• **页面**:
类似案例:DrissionPage实现爬取51job

逻辑与之前项目相似,不再赘述。

以下是基础代码框架


from DrissionPage import WebPage
from DrissionPage import ChromiumOptions
import time

path = r'C:\Program Files (x86)\Microsoft\Edge\Application\msedge.exe'
ChromiumOptions().set_browser_path(path).save()
wp=WebPage()
wp.listen.start('/api/job/search-pc')
wp.get("https://we.51job.com/pc/search?jobArea=020000&keyword=python%20%E7%88%AC%E8%99%AB&searchType=2&degree=03&sortType=0&metro=")

while True:
    time.sleep(2)
    packet=wp.listen.wait()
    job_list=packet.response.body['resultbody']['job']['items']
    for job in job_list:
        try:
            jobName=job['jobName']
          
            jobAreaString=job['jobAreaLevelDetail']['districtString']
            jobSalaryMax=job['jobSalaryMax']
            jobSalaryMin=job['jobSalaryMin']
            companyName=job['companyName']
            jobDescribe=job['jobDescribe']
            jobTags=job['jobTags']
            jobTagsForOrder=job['jobTagsForOrder']
            # data_row=[jobName,jobAreaString,jobSalaryMax,
            #         jobSalaryMin,companyName,jobDescribe,
            #         jobTags,jobTagsForOrder]
            data_row=[jobName,jobAreaString,jobSalaryMax,
                    jobSalaryMin,companyName,jobDescribe,
                    ]
            print(data_row)
        except:
            pass
    try:
        wp.ele(".el-icon el-icon-arrow-right").click()

        time.sleep(2)
    except Exception as e :
        print(e)
        break

• **待完成**: 把上文51job爬取示例中从“逻辑与之前项目相似,不再赘述。”到“wp.listen.start('/api/job/search-pc')”的这一段原样打印出来。

• **数据块**:
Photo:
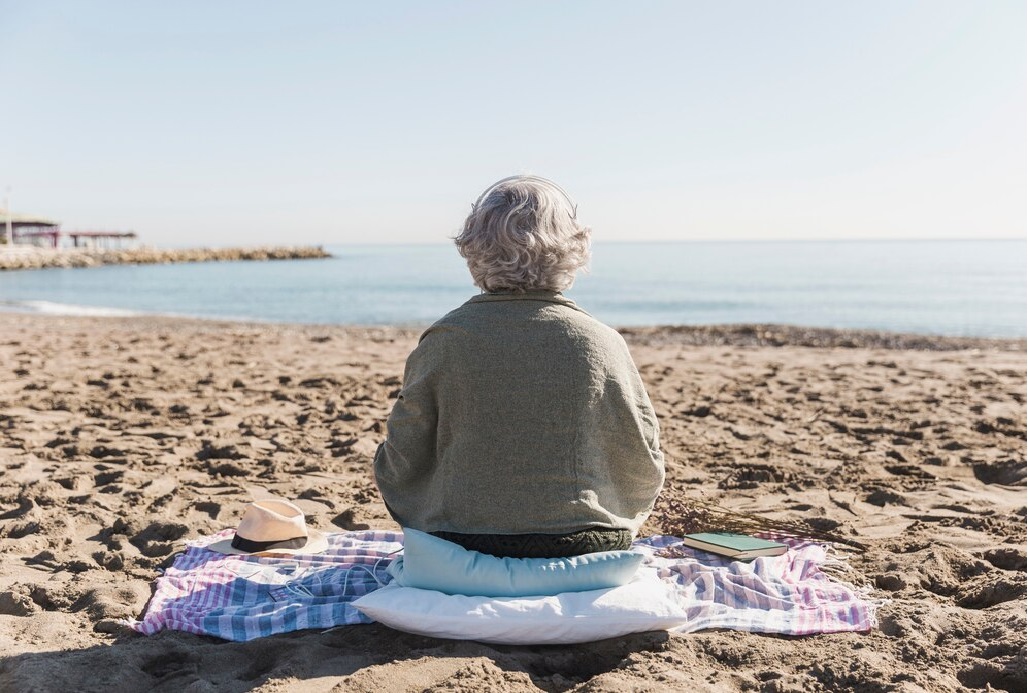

• **正确答案**:
逻辑与之前项目相似,不再赘述。

以下是基础代码框架


from DrissionPage import WebPage
from DrissionPage import ChromiumOptions
import time

path = r'C:\Program Files (x86)\Microsoft\Edge\Application\msedge.exe'
ChromiumOptions().set_browser_path(path).save()
wp=WebPage()
wp.listen.start('/api/job/search-pc')